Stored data
>> Start

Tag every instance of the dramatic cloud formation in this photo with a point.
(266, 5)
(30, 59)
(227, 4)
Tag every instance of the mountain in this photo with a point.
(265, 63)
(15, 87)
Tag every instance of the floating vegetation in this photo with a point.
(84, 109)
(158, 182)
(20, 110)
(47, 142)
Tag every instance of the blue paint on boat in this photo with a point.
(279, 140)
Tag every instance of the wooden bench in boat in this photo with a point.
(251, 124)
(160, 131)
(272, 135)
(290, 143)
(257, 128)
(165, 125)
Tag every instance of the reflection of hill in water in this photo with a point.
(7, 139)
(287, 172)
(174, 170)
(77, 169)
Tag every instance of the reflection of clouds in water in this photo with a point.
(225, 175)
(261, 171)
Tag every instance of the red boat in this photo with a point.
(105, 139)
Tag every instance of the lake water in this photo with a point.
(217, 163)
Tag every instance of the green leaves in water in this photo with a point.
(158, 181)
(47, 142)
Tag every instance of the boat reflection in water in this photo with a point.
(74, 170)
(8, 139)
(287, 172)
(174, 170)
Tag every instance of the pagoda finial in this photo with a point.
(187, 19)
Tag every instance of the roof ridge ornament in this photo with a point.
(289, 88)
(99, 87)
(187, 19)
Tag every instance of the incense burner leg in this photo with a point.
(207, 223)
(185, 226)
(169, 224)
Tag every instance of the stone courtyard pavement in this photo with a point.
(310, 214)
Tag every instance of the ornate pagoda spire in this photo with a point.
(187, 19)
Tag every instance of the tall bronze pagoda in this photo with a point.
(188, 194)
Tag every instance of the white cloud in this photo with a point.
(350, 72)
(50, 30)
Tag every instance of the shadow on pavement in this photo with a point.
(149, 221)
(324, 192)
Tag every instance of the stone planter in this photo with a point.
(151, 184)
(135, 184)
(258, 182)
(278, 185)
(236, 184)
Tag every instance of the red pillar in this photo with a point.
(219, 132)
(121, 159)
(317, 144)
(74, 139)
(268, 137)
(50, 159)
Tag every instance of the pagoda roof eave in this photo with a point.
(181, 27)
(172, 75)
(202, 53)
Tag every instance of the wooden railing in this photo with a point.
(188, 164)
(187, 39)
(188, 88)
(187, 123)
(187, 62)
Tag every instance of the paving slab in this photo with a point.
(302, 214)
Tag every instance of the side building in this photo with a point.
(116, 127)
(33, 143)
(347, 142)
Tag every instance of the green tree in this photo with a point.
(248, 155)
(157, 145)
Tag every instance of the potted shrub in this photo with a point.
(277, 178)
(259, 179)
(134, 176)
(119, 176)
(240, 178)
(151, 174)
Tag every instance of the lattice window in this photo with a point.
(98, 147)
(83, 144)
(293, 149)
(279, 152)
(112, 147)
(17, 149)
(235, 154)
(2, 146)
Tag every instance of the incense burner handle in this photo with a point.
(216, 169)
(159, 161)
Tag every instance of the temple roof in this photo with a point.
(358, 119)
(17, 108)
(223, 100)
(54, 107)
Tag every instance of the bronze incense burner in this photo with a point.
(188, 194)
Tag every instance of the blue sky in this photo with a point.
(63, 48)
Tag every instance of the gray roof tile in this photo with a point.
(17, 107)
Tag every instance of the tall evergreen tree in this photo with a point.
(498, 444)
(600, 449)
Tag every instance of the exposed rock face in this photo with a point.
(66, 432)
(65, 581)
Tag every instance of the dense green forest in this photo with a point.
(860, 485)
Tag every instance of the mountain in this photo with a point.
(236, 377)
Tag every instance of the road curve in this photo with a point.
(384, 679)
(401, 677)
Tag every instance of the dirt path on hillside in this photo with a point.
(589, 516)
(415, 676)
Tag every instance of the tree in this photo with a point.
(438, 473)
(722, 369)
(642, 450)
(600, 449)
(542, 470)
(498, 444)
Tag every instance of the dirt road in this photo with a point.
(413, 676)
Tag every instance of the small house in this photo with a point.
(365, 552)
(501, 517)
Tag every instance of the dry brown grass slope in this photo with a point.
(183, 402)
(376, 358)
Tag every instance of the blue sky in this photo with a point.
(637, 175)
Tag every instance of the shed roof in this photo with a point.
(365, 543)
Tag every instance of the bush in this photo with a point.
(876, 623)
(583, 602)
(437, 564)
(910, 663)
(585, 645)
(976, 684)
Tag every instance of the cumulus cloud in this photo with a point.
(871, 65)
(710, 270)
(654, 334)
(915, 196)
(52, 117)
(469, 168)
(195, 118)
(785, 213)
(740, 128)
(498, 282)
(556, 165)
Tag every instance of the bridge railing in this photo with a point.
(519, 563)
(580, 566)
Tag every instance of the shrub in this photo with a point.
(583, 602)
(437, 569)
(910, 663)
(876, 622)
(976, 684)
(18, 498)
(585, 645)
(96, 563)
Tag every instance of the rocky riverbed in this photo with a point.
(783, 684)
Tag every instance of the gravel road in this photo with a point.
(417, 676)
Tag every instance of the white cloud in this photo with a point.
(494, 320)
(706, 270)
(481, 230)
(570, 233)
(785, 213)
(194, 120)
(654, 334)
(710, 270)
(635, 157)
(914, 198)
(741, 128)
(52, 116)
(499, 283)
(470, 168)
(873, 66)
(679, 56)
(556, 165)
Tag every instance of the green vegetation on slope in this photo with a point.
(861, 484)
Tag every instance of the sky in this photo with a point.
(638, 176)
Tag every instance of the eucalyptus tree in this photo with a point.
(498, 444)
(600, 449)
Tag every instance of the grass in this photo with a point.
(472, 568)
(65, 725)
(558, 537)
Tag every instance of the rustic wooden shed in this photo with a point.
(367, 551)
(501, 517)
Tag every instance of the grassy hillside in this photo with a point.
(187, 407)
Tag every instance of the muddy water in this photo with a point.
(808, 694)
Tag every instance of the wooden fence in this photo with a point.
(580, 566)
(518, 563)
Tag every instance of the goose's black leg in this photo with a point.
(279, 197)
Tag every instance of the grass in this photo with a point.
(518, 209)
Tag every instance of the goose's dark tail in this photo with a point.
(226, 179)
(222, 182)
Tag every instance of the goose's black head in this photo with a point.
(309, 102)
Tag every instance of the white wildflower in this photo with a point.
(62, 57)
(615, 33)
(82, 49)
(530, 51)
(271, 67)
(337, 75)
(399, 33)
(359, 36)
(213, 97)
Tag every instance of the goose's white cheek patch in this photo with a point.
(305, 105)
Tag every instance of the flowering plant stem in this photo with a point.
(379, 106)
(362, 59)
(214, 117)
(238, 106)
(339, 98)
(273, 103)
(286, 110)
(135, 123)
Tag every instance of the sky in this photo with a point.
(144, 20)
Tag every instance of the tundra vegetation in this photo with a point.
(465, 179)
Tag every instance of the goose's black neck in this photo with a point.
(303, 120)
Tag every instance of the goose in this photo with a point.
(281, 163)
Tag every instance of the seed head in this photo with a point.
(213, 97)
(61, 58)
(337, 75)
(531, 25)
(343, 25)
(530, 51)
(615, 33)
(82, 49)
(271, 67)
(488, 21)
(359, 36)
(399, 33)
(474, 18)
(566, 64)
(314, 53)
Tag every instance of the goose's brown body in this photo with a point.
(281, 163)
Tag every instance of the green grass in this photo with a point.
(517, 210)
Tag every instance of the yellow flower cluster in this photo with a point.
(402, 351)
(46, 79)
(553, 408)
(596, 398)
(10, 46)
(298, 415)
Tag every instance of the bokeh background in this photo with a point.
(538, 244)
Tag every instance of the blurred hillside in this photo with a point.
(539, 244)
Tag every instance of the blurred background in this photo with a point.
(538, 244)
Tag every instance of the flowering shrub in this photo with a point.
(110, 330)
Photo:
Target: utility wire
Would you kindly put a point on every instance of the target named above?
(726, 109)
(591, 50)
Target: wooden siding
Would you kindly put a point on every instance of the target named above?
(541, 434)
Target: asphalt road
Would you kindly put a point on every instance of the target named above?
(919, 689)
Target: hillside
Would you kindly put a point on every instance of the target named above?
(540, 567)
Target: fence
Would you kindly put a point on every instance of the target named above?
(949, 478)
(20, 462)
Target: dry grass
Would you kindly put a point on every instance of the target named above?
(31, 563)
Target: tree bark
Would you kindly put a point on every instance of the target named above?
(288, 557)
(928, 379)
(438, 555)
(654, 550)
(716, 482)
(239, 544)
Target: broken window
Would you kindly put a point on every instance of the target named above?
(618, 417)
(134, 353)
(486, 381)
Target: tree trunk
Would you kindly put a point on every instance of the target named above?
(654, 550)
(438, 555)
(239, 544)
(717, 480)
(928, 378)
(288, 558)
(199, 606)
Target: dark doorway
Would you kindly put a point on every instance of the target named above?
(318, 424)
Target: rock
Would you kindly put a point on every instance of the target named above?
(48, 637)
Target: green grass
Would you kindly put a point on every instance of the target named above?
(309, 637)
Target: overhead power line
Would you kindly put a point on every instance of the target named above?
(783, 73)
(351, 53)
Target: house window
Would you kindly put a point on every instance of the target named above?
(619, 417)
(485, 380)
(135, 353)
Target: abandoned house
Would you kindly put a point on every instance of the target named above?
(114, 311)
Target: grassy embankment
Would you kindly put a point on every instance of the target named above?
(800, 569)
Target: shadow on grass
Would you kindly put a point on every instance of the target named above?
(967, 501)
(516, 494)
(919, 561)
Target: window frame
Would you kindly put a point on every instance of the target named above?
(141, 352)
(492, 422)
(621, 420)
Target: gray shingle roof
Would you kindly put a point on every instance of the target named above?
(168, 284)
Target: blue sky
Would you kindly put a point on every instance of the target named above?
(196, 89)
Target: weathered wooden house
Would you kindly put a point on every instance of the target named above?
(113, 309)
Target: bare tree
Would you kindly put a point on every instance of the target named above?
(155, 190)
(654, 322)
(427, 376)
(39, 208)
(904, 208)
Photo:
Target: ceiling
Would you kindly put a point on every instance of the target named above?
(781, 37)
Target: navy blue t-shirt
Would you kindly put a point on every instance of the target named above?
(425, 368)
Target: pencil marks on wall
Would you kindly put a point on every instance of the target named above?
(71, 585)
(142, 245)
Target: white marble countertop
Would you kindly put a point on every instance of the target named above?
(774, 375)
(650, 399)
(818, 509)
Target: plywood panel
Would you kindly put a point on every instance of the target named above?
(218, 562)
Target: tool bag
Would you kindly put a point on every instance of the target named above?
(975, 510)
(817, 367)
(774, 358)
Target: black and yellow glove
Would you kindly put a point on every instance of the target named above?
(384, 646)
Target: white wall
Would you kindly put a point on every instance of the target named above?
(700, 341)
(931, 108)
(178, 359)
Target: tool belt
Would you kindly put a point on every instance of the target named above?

>> End

> [OBJECTIVE]
Begin with the line that contains "Target: plywood panel" and quote each line after it exactly, stopping after the last line of the data.

> [FULL ANSWER]
Target: plywood panel
Would you kindly put a point on every instance of the target named above?
(218, 562)
Target: tool bag
Would you kindly put a point on every instance of the target named above?
(975, 510)
(817, 367)
(774, 358)
Target: black and yellow glove
Would you kindly put a point on every instance of the target named above?
(384, 646)
Target: white wall
Would you kindly put a point on every instance of the target named above?
(700, 341)
(931, 108)
(178, 359)
Target: tool belt
Would you kindly put a point on every instance of the target named above?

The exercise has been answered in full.